Exercise directions:
Reproduce the following data verbatim, preserving every line without alteration.

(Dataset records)
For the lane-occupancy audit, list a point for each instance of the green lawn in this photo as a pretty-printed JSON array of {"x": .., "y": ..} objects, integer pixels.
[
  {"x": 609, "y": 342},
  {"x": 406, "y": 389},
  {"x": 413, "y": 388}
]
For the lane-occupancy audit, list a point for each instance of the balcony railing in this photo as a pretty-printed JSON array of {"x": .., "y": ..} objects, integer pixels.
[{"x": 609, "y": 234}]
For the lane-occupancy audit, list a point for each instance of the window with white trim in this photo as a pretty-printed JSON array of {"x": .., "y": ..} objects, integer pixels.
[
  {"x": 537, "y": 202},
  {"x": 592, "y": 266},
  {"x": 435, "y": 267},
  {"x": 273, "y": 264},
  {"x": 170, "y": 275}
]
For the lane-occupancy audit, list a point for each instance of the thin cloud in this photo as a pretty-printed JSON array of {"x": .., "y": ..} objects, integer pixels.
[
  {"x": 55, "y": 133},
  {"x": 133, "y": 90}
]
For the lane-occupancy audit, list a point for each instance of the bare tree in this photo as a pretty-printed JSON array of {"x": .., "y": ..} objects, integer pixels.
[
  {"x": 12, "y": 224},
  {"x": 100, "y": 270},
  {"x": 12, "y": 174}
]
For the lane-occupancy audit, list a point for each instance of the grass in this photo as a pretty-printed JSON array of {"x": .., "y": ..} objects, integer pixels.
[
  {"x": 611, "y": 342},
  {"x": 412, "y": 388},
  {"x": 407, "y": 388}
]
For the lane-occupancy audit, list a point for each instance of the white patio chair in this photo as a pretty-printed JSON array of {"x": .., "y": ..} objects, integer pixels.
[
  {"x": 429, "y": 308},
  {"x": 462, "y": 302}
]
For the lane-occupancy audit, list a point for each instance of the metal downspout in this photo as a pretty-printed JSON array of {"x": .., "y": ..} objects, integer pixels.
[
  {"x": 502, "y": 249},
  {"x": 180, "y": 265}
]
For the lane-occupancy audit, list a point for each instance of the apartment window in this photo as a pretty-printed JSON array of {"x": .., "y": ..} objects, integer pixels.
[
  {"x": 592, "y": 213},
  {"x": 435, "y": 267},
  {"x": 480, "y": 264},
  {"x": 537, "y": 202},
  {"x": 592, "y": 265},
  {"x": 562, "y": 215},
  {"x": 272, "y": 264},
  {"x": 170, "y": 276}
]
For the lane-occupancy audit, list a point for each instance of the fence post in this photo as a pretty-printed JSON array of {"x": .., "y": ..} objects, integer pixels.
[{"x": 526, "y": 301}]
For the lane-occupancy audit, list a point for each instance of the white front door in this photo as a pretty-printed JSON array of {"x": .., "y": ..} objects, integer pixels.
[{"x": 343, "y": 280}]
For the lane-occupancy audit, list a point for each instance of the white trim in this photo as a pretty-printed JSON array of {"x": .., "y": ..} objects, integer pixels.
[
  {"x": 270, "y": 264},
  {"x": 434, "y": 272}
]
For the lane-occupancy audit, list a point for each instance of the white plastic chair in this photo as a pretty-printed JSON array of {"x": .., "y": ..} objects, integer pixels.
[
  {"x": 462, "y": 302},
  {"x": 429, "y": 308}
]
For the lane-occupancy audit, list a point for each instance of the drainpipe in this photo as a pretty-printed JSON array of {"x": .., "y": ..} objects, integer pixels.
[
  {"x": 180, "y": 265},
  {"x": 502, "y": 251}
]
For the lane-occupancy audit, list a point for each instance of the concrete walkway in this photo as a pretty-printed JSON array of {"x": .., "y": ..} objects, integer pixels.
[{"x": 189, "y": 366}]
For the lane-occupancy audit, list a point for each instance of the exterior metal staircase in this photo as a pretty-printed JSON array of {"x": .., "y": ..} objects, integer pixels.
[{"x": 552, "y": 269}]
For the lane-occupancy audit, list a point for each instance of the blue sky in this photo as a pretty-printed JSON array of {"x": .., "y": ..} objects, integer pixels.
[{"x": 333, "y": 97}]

Task solution:
For the lane-occupancy audit, list a point for each instance of the green lawn in this photo as a pretty-printed JSON array of {"x": .., "y": ..} objects, integer pixels.
[
  {"x": 609, "y": 342},
  {"x": 406, "y": 389},
  {"x": 413, "y": 388}
]
For the lane-occupancy audit, list a point for each instance of the balcony railing in this photo as a pretty-printed JSON array of {"x": .., "y": ..} objects, integer pixels.
[{"x": 609, "y": 234}]
For the lane-occupancy audit, list a point for each instance of the window with white trim in this photo as a pretty-printed JSON array of {"x": .., "y": ..} objects, integer pixels.
[
  {"x": 537, "y": 202},
  {"x": 592, "y": 266},
  {"x": 435, "y": 267},
  {"x": 273, "y": 264},
  {"x": 170, "y": 275}
]
For the lane-occupancy audit, list a point for each instance of the thin cloud in this photo as a pretty-printed JSON array of {"x": .., "y": ..} objects, integer pixels.
[
  {"x": 55, "y": 133},
  {"x": 133, "y": 90}
]
For the lane-occupancy audit, list a point for each instance of the bare tree in this photo as a pretty-printed JSON array of {"x": .., "y": ..} objects, integer pixels.
[
  {"x": 12, "y": 224},
  {"x": 100, "y": 270},
  {"x": 12, "y": 174}
]
For the lane-occupancy audit, list a point for each instance of the grass in this photo as a pretty-printed JSON array of {"x": .., "y": ..} objects, integer pixels.
[
  {"x": 611, "y": 342},
  {"x": 412, "y": 388},
  {"x": 407, "y": 388}
]
For the lane-occupancy audit, list a point for each instance of the white patio chair in this photo as a pretty-printed JSON array of {"x": .., "y": ..} objects, integer pixels.
[
  {"x": 429, "y": 308},
  {"x": 462, "y": 302}
]
For the lane-occupancy audit, list a point for each instance of the metal downspout in this photo as a pretty-printed JSON array of {"x": .., "y": ..} objects, integer pixels.
[
  {"x": 502, "y": 249},
  {"x": 180, "y": 265}
]
For the lane-occupancy audit, list a point for each instance of the apartment window in this photo as a pretty-printed JSON array of {"x": .., "y": ..} objects, integer pixels.
[
  {"x": 592, "y": 213},
  {"x": 435, "y": 267},
  {"x": 480, "y": 264},
  {"x": 537, "y": 202},
  {"x": 592, "y": 265},
  {"x": 562, "y": 215},
  {"x": 272, "y": 264},
  {"x": 170, "y": 276}
]
For the lane-occupancy audit, list a point for each instance of the fence post in this photo as a pretty-printed JSON array of {"x": .., "y": ..} objects, integer pixels.
[{"x": 526, "y": 301}]
For the lane-occupancy audit, list a point for each instance of the white front door in this photo as a pretty-printed JSON array of {"x": .., "y": ..} objects, integer pixels.
[{"x": 343, "y": 280}]
For the lane-occupancy audit, list a point for each instance of the white trim in this photo as a pretty-printed JSON array of {"x": .., "y": ..} objects, integer pixels.
[
  {"x": 270, "y": 264},
  {"x": 434, "y": 272}
]
For the lane-occupancy audit, list a point for each instance of the white plastic chair in this photo as a pretty-printed JSON array of {"x": .., "y": ..} objects, integer pixels.
[
  {"x": 462, "y": 302},
  {"x": 429, "y": 308}
]
For the lane-occupancy audit, list a point for each instance of the drainpipe in this photo as a pretty-printed JSON array of {"x": .., "y": ..} objects, integer pixels.
[
  {"x": 180, "y": 265},
  {"x": 502, "y": 251}
]
For the lane-occupancy audit, list a point for each instance of the concrete walkway in this photo as a pretty-printed JSON array of {"x": .., "y": ..} objects, integer pixels.
[{"x": 189, "y": 366}]
For the lane-occupancy audit, list a point for each instance of the exterior metal staircase in this photo as a pretty-printed JSON array of {"x": .., "y": ..} objects, integer pixels.
[{"x": 552, "y": 269}]
For the lane-occupancy audit, list a point for each instance of the blue sky in this photo as a pretty-printed JSON array of {"x": .., "y": ..} objects, integer pixels.
[{"x": 333, "y": 97}]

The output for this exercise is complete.